## EXERCISE DETAILS
Every line of the material below should be repeated exactly.

## DATA RECORDS
— BEGIN —

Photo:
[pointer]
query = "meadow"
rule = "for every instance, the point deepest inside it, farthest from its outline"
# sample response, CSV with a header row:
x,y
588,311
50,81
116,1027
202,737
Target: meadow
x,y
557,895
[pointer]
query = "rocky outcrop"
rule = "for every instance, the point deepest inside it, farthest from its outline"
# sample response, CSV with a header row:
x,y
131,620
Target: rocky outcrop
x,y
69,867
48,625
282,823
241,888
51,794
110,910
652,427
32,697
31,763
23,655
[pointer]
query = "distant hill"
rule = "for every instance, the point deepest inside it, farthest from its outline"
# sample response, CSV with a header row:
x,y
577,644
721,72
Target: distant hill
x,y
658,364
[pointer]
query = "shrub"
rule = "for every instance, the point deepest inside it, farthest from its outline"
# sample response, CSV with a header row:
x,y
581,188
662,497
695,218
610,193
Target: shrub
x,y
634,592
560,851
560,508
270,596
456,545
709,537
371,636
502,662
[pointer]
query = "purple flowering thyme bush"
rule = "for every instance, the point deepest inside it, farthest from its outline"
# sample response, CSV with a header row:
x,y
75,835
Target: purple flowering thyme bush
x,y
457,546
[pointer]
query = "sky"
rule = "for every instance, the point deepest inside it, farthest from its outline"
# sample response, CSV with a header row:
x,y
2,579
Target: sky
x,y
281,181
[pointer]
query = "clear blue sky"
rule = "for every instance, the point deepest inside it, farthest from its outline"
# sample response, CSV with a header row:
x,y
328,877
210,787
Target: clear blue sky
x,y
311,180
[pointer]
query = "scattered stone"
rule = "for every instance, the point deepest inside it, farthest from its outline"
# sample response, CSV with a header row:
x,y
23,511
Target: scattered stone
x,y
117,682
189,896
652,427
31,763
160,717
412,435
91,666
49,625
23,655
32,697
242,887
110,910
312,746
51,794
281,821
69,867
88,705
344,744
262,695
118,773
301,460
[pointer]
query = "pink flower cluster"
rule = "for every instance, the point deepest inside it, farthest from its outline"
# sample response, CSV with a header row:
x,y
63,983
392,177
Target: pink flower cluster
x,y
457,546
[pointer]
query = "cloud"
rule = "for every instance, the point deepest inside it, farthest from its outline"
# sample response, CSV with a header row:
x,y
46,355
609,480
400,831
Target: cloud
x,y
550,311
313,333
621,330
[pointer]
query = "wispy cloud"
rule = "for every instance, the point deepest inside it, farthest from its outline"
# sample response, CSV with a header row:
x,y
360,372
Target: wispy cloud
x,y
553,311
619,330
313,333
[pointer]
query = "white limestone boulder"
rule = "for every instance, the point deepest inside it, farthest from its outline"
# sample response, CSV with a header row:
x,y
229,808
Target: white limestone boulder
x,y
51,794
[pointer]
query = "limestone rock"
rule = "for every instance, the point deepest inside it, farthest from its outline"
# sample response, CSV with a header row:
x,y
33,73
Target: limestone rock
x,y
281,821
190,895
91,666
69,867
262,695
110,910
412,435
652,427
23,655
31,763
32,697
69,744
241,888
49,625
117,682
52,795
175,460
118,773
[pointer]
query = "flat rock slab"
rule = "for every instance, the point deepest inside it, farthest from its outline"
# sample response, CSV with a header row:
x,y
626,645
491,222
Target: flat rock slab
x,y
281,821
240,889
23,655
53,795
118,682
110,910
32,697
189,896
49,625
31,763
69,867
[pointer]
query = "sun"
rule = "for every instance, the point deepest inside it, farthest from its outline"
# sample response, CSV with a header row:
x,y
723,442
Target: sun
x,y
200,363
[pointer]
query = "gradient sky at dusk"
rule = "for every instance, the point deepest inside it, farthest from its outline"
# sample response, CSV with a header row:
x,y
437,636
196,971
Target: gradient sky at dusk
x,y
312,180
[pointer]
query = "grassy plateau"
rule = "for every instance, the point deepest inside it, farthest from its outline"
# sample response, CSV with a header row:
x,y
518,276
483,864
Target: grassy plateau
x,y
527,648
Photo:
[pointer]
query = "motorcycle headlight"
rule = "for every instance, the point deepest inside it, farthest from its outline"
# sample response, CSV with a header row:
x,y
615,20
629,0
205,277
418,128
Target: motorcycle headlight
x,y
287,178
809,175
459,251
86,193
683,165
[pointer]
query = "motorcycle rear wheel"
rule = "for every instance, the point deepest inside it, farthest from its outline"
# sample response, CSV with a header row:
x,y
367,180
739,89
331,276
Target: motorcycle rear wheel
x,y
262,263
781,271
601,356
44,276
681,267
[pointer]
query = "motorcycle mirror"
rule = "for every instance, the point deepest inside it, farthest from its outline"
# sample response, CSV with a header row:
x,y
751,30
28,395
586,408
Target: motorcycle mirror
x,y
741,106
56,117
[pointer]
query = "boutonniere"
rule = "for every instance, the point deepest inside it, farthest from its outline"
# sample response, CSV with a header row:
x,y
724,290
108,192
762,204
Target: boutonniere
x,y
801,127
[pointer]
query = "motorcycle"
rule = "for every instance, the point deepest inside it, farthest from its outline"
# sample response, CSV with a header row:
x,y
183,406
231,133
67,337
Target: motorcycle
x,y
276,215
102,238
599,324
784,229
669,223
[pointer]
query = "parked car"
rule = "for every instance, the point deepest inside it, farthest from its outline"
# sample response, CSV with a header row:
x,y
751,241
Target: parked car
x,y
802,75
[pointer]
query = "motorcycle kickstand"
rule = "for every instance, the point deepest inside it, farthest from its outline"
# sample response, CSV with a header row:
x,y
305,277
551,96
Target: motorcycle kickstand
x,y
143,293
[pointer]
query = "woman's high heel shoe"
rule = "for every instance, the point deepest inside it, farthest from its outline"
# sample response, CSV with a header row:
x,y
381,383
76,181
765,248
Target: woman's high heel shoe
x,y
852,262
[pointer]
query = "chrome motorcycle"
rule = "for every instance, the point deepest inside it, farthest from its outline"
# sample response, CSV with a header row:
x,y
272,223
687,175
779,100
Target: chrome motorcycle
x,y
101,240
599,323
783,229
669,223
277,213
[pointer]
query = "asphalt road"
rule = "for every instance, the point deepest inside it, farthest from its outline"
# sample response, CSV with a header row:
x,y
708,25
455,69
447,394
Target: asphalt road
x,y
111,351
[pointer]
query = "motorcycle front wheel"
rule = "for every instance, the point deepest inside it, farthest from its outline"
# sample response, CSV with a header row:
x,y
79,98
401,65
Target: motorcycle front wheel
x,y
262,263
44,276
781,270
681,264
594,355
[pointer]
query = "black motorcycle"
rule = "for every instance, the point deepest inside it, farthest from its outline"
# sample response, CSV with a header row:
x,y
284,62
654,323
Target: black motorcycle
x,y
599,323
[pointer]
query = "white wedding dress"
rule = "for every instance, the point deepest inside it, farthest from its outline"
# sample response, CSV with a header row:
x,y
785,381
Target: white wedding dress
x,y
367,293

— END —

## THE RESPONSE
Photo:
[pointer]
query = "meadow"
rule = "for every instance, the point deepest inside it, farthest from its outline"
# sample response, CSV with a header row:
x,y
588,311
50,81
116,1027
202,737
Target: meadow
x,y
557,895
[pointer]
query = "rocky outcrop"
rule = "for every instance, the point deepest inside it, farthest from its outline"
# sample response, CSV with a header row:
x,y
131,620
Target: rocky outcrop
x,y
69,867
48,625
282,823
241,888
51,794
110,910
652,427
32,697
31,763
23,655
[pointer]
query = "distant hill"
rule = "for every instance, the point deepest inside it, farthest from its outline"
# sample response, CSV with a header row:
x,y
577,644
721,72
Target: distant hill
x,y
658,364
[pointer]
query = "shrub"
rule = "for every instance, the point deepest inside it, farthest from its outline"
# sample response, CSV with a header row:
x,y
581,188
662,497
695,218
610,193
Target: shrub
x,y
634,592
560,851
560,508
270,596
456,545
709,537
371,636
502,662
[pointer]
query = "purple flowering thyme bush"
rule = "for every instance, the point deepest inside it, farthest from its outline"
# sample response, CSV with a header row:
x,y
75,835
Target: purple flowering thyme bush
x,y
457,546
[pointer]
query = "sky"
rule = "for every instance, the point deepest inside it, farthest from its outline"
# sample response, CSV with a header row:
x,y
2,579
Target: sky
x,y
281,181
[pointer]
query = "clear blue sky"
rule = "for every instance, the point deepest inside it, farthest from its outline"
# sample response, CSV with a header row:
x,y
328,877
210,787
Target: clear blue sky
x,y
311,180
[pointer]
query = "scattered stone"
rule = "for every instance, the point deepest inside it, farthest from its outline"
# sample response, CSV with a header row:
x,y
23,511
Target: scattered stone
x,y
117,682
189,896
652,427
31,763
160,717
412,435
91,666
49,625
23,655
32,697
242,887
110,910
312,746
51,794
281,821
69,867
88,705
344,744
262,695
118,773
301,460
[pointer]
query = "pink flower cluster"
rule = "for every instance, the point deepest inside it, farthest from its outline"
# sample response, CSV with a header row:
x,y
63,983
392,177
Target: pink flower cluster
x,y
457,546
[pointer]
query = "cloud"
rule = "for every instance, the point deepest inside it, farthest from its outline"
# sample response, CSV with a header row:
x,y
46,355
609,480
400,831
Target: cloud
x,y
550,311
313,333
621,330
[pointer]
query = "wispy cloud"
rule = "for every instance, the point deepest inside it, farthest from its outline"
# sample response, CSV with a header row:
x,y
360,372
Target: wispy cloud
x,y
553,311
619,330
313,333
[pointer]
query = "white limestone boulder"
rule = "for every instance, the point deepest inside it, farthest from its outline"
# sample response, CSV with a header row:
x,y
229,808
Target: white limestone boulder
x,y
51,794
[pointer]
query = "limestone rock"
rule = "for every instance, the point deepest inside it, farthest from its outline"
# sample response, CSV with a header row:
x,y
33,73
Target: limestone rock
x,y
281,821
190,895
91,666
69,867
262,695
110,910
412,435
652,427
23,655
31,763
32,697
69,744
241,888
49,625
117,682
52,795
175,460
118,773
[pointer]
query = "flat rock slab"
rule = "for every instance, the point deepest inside it, farthest from its outline"
# sample response, CSV with a header row:
x,y
626,645
491,222
Target: flat rock slab
x,y
281,821
240,889
23,655
53,795
118,682
110,910
32,697
189,896
49,625
31,763
69,867
[pointer]
query = "sun"
rule = "for every instance, the point deepest inside it, farthest from its outline"
# sample response, CSV with a header row:
x,y
723,442
Target: sun
x,y
200,363
[pointer]
query = "gradient sky at dusk"
rule = "for every instance, the point deepest inside it, farthest from its outline"
# sample response, CSV with a header row:
x,y
437,636
196,971
Target: gradient sky at dusk
x,y
312,180
[pointer]
query = "grassy plateau"
rule = "for every instance, the point deepest inside it, farthest from its outline"
# sample response, CSV with a header row:
x,y
518,276
483,864
Target: grassy plateau
x,y
527,648
Photo:
[pointer]
query = "motorcycle headlight"
rule = "for every instance, the point deepest inside it, farthest from its outline"
# sample response, CSV with a header row:
x,y
615,20
629,0
205,277
418,128
Target: motorcycle headlight
x,y
287,178
809,175
459,251
86,193
683,165
[pointer]
query = "motorcycle rear wheel"
rule = "for every instance, the point deepest inside it, farthest from its outline"
# sample response, CSV with a header row:
x,y
367,180
739,89
331,276
Target: motorcycle rear wheel
x,y
262,263
781,271
601,356
44,276
681,267
[pointer]
query = "motorcycle mirror"
rule = "for every instance, the point deepest inside it, farthest from its outline"
# sample response, CSV with a header row:
x,y
751,30
28,395
586,408
Target: motorcycle mirror
x,y
741,106
56,117
[pointer]
query = "boutonniere"
rule = "for every instance, the point deepest inside it, farthest from its outline"
# sample response, CSV with a header row:
x,y
724,290
108,192
762,204
Target: boutonniere
x,y
801,127
[pointer]
query = "motorcycle"
rule = "for every instance, the point deepest inside it, farthest from its outline"
# sample response, CSV with a header row:
x,y
183,406
231,133
67,337
Target: motorcycle
x,y
276,215
102,238
599,324
784,229
669,223
[pointer]
query = "parked car"
rule = "for every instance, the point deepest inside it, farthest from its outline"
# sample response, CSV with a header row:
x,y
751,241
Target: parked car
x,y
802,75
[pointer]
query = "motorcycle kickstand"
rule = "for every instance, the point deepest inside it, farthest from its outline"
# sample response, CSV with a header row:
x,y
305,277
551,96
Target: motorcycle kickstand
x,y
143,293
[pointer]
query = "woman's high heel shoe"
rule = "for every instance, the point deepest inside it, farthest from its outline"
# sample response, CSV with a header row:
x,y
381,383
76,181
765,248
Target: woman's high heel shoe
x,y
852,262
[pointer]
query = "chrome motorcycle"
rule = "for every instance, the point deepest inside it, farthest from its outline"
# sample response, CSV with a header row:
x,y
272,223
687,175
779,100
Target: chrome motorcycle
x,y
101,240
599,323
783,229
669,223
277,213
[pointer]
query = "asphalt road"
rule = "for every instance, the point deepest inside it, farthest from its outline"
# sample response, CSV with a header row:
x,y
708,25
455,69
447,394
Target: asphalt road
x,y
111,351
[pointer]
query = "motorcycle front wheel"
rule = "for every instance, the point deepest inside it, farthest from its outline"
# sample response, CSV with a header row:
x,y
79,98
401,65
Target: motorcycle front wheel
x,y
262,263
44,276
781,270
681,264
594,355
[pointer]
query = "black motorcycle"
rule = "for every instance, the point deepest inside it, farthest from its outline"
# sample response, CSV with a header row:
x,y
284,62
654,323
Target: black motorcycle
x,y
599,323
[pointer]
query = "white wedding dress"
rule = "for every instance, the point deepest inside it, farthest from its outline"
# sample response, CSV with a header row:
x,y
785,381
Target: white wedding dress
x,y
367,293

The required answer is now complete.